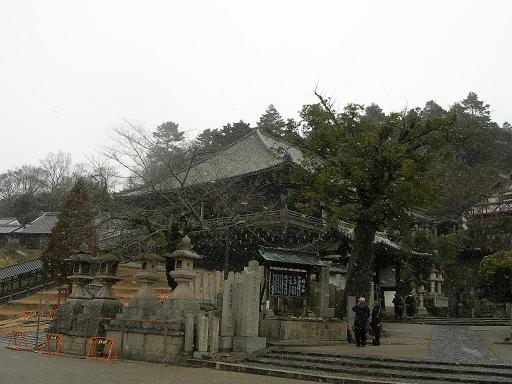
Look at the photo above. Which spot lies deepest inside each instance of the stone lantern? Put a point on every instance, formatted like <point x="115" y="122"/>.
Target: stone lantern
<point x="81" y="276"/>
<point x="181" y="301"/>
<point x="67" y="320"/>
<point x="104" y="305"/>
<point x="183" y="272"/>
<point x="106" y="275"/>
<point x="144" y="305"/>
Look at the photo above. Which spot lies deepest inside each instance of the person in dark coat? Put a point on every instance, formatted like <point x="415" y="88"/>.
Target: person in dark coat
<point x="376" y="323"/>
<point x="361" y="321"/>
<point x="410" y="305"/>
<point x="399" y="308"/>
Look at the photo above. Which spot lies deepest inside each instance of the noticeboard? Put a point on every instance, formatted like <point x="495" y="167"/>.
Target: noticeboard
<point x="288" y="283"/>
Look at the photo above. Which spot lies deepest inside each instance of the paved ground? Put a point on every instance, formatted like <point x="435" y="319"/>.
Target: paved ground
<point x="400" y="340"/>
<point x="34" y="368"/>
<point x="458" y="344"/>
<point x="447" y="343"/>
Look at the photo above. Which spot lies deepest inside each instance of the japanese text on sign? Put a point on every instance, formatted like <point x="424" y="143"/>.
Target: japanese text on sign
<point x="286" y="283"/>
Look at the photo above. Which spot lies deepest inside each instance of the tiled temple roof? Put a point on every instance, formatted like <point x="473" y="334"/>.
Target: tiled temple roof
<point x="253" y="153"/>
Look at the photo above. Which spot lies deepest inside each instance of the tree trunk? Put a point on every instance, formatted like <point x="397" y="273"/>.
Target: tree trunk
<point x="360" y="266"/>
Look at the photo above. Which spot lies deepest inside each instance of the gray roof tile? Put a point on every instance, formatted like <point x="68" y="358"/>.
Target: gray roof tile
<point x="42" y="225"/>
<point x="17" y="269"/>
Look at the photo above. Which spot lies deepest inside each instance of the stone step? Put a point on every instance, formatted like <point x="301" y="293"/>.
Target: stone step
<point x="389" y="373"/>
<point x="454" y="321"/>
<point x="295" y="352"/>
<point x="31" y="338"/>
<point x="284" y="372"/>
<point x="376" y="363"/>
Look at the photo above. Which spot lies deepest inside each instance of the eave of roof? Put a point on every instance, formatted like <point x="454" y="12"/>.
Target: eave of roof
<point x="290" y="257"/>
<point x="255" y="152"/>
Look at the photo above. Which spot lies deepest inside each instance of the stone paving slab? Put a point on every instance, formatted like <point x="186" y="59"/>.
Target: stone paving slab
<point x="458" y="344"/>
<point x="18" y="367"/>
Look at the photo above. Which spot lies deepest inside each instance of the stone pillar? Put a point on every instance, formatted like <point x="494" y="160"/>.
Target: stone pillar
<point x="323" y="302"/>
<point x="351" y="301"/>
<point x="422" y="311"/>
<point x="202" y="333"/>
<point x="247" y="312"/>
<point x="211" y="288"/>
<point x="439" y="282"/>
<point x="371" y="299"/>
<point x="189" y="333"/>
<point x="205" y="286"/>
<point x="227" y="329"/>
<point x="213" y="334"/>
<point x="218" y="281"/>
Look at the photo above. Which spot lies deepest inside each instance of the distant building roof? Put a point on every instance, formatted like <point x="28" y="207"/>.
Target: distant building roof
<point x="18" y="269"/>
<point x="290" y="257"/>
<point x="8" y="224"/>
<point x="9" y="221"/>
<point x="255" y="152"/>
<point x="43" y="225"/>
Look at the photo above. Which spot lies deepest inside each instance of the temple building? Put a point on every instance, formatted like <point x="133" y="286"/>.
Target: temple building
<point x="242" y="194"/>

...

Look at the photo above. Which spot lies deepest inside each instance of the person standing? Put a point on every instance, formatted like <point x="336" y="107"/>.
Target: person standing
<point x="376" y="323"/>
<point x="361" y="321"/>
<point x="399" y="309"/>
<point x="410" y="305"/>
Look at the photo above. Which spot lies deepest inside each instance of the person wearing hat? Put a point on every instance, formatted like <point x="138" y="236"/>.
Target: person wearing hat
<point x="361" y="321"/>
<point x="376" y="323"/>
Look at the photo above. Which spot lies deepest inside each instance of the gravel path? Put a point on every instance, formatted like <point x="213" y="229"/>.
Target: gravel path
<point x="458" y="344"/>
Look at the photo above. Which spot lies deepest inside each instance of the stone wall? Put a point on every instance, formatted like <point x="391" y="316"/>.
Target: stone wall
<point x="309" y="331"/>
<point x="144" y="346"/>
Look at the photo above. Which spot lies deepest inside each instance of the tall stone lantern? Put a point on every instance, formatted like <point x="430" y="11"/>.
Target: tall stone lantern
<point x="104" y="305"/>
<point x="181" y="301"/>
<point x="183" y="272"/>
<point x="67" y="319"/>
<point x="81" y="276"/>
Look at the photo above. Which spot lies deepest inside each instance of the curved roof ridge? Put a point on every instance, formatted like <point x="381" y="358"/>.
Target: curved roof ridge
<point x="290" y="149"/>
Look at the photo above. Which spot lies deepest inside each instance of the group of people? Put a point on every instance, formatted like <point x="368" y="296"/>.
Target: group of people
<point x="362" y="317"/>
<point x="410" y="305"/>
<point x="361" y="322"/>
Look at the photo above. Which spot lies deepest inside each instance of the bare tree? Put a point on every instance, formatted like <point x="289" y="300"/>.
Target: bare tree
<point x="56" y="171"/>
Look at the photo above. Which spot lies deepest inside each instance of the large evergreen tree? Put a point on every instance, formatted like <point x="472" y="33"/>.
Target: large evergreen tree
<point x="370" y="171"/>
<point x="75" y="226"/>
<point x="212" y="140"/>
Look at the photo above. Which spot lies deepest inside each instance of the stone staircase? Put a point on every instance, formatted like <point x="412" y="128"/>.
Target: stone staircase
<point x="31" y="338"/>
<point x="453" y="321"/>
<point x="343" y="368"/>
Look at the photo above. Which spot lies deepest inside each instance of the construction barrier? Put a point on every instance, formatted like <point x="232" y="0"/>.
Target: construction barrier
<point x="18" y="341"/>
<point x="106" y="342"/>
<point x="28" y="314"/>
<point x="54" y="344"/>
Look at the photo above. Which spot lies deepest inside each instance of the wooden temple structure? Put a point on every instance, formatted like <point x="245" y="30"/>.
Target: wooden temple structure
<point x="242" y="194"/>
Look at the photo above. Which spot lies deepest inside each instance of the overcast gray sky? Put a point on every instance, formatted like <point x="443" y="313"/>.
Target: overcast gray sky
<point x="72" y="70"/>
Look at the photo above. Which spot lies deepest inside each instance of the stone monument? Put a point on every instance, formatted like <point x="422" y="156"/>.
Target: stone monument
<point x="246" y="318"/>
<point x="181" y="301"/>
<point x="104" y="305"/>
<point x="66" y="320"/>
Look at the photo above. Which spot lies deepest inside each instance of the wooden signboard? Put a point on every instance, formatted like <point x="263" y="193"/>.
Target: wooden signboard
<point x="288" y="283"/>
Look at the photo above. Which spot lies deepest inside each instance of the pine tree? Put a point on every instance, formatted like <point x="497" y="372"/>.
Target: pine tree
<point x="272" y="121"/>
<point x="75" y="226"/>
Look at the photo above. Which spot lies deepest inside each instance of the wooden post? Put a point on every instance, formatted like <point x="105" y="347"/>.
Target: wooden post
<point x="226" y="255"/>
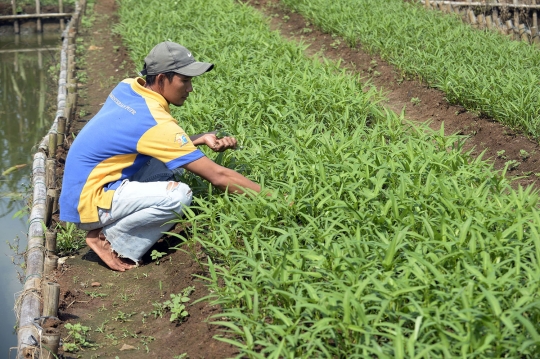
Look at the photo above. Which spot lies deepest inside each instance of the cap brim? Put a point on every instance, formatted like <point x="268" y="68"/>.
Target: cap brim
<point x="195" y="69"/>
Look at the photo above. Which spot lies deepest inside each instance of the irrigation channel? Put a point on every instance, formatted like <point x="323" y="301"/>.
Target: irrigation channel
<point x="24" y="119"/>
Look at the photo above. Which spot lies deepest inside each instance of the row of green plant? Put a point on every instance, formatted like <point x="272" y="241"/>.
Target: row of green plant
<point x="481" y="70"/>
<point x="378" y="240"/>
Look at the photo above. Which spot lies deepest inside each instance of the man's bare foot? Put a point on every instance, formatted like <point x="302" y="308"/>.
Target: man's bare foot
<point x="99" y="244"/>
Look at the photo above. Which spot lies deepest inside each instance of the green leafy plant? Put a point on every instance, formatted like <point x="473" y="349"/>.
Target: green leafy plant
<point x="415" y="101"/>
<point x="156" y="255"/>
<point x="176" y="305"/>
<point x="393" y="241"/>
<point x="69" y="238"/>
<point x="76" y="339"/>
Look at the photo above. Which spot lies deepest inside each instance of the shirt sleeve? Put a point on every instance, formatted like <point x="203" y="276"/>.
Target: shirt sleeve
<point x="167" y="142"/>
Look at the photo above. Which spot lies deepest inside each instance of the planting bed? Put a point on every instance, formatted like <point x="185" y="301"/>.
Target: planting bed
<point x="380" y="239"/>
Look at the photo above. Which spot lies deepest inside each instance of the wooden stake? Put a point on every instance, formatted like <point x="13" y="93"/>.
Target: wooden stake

▶ _Instructions to follow_
Can you reproduce the records starting at the line that contains "of green plant?" and ending at the line that contains "Target: wooden stake", swapping "deepest" for "most central" and leaving everything else unchanged?

▶ _In response_
Look at the photo above. Which spot lies most central inside each instance of the row of green plant? Put a point on every instance, formatted like <point x="272" y="241"/>.
Target: row of green plant
<point x="481" y="70"/>
<point x="378" y="240"/>
Look at the photo above. Which spot lies most central inside each instance of the man's bare foot? Put a point on every instance, formatted like <point x="302" y="308"/>.
Target: man's bare foot
<point x="99" y="244"/>
Look at the photo above. Which spot lies most central inside each instance of the green leafy plant? Put a point on every instance, formatted like <point x="473" y="349"/>.
Target: green leafy plant
<point x="415" y="101"/>
<point x="156" y="255"/>
<point x="176" y="305"/>
<point x="393" y="241"/>
<point x="69" y="238"/>
<point x="76" y="339"/>
Look at the photo above. Which spot lies most central inside each instance of the shirt sleeve? Put a point on every instance, formatted like <point x="203" y="276"/>.
Target: shirt sleeve
<point x="167" y="142"/>
Look at the photo above. Which spot lies most central inside each instance of the planting bed? Put a point on every instance, formatted like <point x="185" y="301"/>.
Target: planting bed
<point x="380" y="239"/>
Look at the photo above. Which spot lies most central inside each instance of the wooden stake? Put a point on every instance, formatted like <point x="13" y="93"/>.
Target: wooden stake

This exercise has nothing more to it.